Rewrite the lines below as a Markdown table with the columns Row and Line, starting at the line containing "Would you mind indicating the clear" and running through the last line, both ends included. Number each row and skip any blank lines.

****************

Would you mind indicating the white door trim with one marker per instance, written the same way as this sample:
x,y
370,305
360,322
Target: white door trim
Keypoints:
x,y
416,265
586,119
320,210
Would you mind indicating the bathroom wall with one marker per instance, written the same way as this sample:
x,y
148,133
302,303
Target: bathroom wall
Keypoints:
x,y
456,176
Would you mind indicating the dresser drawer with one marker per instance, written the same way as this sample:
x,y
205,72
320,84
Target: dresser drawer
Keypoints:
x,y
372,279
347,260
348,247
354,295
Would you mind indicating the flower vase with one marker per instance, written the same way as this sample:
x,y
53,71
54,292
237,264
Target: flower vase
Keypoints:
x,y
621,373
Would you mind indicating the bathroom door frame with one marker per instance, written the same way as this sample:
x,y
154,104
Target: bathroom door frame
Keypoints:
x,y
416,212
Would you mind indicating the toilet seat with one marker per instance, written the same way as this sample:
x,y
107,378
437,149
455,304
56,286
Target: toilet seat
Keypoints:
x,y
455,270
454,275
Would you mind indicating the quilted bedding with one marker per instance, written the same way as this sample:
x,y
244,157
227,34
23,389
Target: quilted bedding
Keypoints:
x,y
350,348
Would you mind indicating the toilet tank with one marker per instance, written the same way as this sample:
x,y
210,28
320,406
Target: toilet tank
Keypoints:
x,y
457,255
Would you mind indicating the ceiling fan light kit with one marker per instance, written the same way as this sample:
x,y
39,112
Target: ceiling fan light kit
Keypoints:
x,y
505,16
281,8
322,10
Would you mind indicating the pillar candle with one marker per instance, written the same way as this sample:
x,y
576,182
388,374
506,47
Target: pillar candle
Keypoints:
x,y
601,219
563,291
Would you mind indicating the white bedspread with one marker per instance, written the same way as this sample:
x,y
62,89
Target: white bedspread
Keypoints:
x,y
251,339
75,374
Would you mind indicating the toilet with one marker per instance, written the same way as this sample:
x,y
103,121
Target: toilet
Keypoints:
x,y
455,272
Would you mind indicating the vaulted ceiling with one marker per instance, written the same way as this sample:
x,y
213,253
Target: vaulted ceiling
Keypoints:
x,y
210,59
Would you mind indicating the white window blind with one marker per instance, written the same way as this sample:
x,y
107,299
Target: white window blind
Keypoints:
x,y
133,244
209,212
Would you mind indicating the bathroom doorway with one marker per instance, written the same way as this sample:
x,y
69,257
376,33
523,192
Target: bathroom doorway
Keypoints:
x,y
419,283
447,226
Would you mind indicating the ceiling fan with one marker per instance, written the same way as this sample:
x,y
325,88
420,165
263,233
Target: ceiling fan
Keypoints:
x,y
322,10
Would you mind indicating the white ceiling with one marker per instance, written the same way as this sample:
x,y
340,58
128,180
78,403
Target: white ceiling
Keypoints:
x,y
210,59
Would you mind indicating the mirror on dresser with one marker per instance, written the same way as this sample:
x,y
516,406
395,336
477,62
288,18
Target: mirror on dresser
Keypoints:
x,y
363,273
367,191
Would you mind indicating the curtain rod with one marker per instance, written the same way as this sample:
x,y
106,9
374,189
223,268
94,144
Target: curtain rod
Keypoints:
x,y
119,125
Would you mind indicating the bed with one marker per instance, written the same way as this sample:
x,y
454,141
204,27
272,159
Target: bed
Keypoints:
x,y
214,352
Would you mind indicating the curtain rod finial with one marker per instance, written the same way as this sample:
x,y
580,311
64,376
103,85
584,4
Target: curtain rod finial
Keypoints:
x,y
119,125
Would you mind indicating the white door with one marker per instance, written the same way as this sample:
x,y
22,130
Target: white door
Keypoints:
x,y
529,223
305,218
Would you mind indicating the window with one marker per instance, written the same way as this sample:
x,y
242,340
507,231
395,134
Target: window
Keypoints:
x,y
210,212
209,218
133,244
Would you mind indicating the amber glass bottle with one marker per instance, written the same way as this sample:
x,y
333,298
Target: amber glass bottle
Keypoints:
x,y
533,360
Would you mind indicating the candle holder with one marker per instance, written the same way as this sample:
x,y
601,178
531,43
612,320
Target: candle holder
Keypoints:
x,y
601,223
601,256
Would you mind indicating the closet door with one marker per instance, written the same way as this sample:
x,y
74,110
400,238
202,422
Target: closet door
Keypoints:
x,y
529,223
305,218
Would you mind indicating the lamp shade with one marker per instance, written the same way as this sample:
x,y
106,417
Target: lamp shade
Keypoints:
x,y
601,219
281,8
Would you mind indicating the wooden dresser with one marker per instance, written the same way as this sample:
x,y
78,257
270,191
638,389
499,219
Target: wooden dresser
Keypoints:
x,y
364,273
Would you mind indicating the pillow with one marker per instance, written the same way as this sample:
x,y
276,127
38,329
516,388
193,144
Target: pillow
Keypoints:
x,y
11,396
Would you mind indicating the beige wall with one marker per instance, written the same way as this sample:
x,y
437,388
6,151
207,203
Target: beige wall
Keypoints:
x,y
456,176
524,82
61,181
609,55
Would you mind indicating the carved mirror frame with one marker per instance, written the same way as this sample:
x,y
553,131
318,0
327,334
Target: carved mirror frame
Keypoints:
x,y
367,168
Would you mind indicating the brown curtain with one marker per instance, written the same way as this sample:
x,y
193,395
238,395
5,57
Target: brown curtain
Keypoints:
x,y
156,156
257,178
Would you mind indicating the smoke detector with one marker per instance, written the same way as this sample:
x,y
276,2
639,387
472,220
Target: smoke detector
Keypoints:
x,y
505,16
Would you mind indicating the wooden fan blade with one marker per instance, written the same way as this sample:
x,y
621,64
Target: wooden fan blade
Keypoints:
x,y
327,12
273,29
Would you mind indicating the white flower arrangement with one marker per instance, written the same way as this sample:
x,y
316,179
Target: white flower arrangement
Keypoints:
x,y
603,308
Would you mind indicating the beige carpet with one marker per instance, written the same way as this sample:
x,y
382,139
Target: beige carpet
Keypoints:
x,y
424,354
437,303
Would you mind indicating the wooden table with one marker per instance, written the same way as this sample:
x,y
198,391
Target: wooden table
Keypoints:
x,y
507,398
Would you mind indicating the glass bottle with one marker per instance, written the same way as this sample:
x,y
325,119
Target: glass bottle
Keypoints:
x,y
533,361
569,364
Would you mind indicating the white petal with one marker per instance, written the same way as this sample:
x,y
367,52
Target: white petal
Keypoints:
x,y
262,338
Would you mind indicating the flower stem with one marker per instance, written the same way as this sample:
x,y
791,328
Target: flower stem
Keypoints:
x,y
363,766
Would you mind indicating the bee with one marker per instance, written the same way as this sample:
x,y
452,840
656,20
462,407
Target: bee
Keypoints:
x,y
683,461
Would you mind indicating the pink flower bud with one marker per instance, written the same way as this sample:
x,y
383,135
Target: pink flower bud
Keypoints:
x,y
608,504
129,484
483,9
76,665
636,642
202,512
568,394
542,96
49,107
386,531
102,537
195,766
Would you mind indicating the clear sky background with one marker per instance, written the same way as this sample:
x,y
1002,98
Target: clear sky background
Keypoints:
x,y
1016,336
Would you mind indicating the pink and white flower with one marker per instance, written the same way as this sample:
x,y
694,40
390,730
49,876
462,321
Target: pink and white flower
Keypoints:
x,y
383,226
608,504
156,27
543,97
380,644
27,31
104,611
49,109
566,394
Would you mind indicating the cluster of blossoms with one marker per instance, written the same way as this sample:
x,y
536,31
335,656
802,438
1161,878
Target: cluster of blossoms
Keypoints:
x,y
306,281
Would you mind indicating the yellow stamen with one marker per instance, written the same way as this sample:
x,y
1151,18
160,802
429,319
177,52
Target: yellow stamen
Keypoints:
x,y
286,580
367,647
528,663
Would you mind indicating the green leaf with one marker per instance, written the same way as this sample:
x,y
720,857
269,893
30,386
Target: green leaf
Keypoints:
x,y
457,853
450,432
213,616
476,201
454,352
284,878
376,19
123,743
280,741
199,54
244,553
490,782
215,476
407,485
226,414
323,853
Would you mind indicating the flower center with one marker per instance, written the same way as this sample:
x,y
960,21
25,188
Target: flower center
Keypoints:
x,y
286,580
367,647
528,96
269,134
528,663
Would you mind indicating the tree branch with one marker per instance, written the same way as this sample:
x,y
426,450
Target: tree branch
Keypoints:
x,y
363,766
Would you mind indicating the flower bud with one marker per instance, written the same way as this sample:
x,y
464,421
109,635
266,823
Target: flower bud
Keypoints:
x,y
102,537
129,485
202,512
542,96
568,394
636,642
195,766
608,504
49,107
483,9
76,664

****************

▸ ANSWER BELOW:
| Row | Line |
|---|---|
| 1 | Would you mind indicating the clear sky background with one marker per instance, written the same way as this sample: |
| 2 | x,y |
| 3 | 1002,98 |
| 4 | Target: clear sky background |
| 5 | Keypoints: |
| 6 | x,y |
| 7 | 1016,336 |
| 8 | Would you mind indicating the pink and white flower with one marker per instance, written the same way as this sample: |
| 9 | x,y |
| 10 | 694,40 |
| 11 | 390,730 |
| 12 | 49,876 |
| 13 | 462,321 |
| 14 | Target: pink and white flower |
| 15 | Keypoints: |
| 16 | x,y |
| 17 | 383,226 |
| 18 | 608,504 |
| 19 | 156,27 |
| 20 | 543,97 |
| 21 | 380,644 |
| 22 | 27,31 |
| 23 | 104,611 |
| 24 | 49,109 |
| 25 | 566,394 |
| 26 | Would you mind indicating the cluster of blossoms with one marker per instance, written the same way as this sample: |
| 27 | x,y |
| 28 | 536,31 |
| 29 | 335,656 |
| 30 | 802,438 |
| 31 | 1161,878 |
| 32 | Target: cluster of blossoms |
| 33 | Keypoints: |
| 34 | x,y |
| 35 | 306,281 |
| 36 | Would you mind indicating the yellow stamen with one marker per instance, written the same way as this sample: |
| 37 | x,y |
| 38 | 1151,18 |
| 39 | 160,802 |
| 40 | 429,319 |
| 41 | 177,52 |
| 42 | Target: yellow stamen |
| 43 | Keypoints: |
| 44 | x,y |
| 45 | 286,580 |
| 46 | 367,647 |
| 47 | 528,663 |
| 48 | Would you mind indicating the green leaf with one marker per instance, written the same way as this sample: |
| 49 | x,y |
| 50 | 720,857 |
| 51 | 269,893 |
| 52 | 30,386 |
| 53 | Target: green leaf |
| 54 | Keypoints: |
| 55 | x,y |
| 56 | 457,853 |
| 57 | 450,432 |
| 58 | 213,616 |
| 59 | 476,201 |
| 60 | 454,352 |
| 61 | 284,878 |
| 62 | 376,19 |
| 63 | 123,743 |
| 64 | 280,741 |
| 65 | 199,54 |
| 66 | 244,553 |
| 67 | 490,782 |
| 68 | 215,476 |
| 69 | 407,485 |
| 70 | 226,414 |
| 71 | 323,853 |
| 72 | Would you mind indicating the flower center with one marker per instance, written the same way as this sample: |
| 73 | x,y |
| 74 | 960,21 |
| 75 | 25,188 |
| 76 | Target: flower center |
| 77 | Keypoints: |
| 78 | x,y |
| 79 | 286,580 |
| 80 | 367,647 |
| 81 | 528,96 |
| 82 | 269,134 |
| 83 | 528,663 |
| 84 | Would you mind indicating the tree branch with one marker per instance, written the same way as this sample: |
| 85 | x,y |
| 86 | 426,450 |
| 87 | Target: tree branch |
| 88 | Keypoints: |
| 89 | x,y |
| 90 | 363,766 |
| 91 | Would you mind indicating the flower bud with one marker per instance, written the same way as this sample: |
| 92 | x,y |
| 93 | 464,421 |
| 94 | 109,635 |
| 95 | 266,823 |
| 96 | Target: flower bud |
| 97 | Keypoints: |
| 98 | x,y |
| 99 | 102,537 |
| 100 | 129,485 |
| 101 | 202,512 |
| 102 | 542,96 |
| 103 | 568,394 |
| 104 | 636,642 |
| 105 | 195,766 |
| 106 | 608,504 |
| 107 | 49,107 |
| 108 | 483,9 |
| 109 | 76,664 |